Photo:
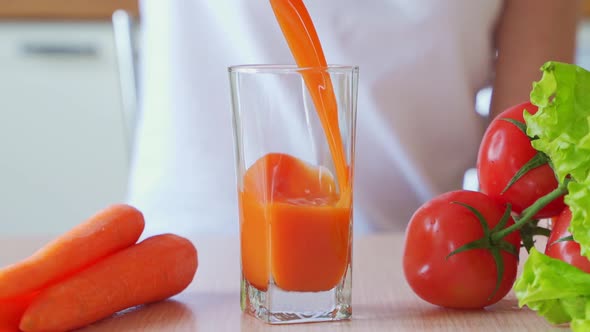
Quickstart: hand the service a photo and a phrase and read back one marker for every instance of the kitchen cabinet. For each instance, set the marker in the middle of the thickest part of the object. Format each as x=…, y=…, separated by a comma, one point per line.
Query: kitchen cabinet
x=66, y=122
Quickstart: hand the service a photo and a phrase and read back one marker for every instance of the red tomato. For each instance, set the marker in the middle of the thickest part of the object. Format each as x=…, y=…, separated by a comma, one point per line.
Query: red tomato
x=466, y=279
x=503, y=151
x=567, y=251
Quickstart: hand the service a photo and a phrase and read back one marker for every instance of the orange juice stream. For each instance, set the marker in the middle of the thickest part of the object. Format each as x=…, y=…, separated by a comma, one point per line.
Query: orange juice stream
x=295, y=226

|---|

## SHORT TASK
Could you repeat all of the lines above word for word, leaving the pictures out?

## COMPLETED EXERCISE
Photo:
Quickstart: hand the service a photo and a phrase and read back one marker for every instance of the kitchen cabinet. For each instance, set the marker in the middle of the thickest part of the object. Format each as x=…, y=…, separated by a comma, one point per line.
Query: kitchen cabinet
x=66, y=122
Quickstart: hand the service a photo and a phrase and read back one marker for every instance of the red tomato. For each instance, set the marker in the middle of the thickest part of the object. Format each as x=…, y=…, separated by a comma, one point per line.
Query: red tomato
x=466, y=279
x=503, y=151
x=567, y=251
Quickstart: hand the service a photo and a phrase and read back one marker for every instance of the orange juice stream. For each instance, set the marker in the middle of the thickest part of the object. Format each as x=…, y=…, separated by a comma, one point per line.
Query: orange juice stream
x=295, y=226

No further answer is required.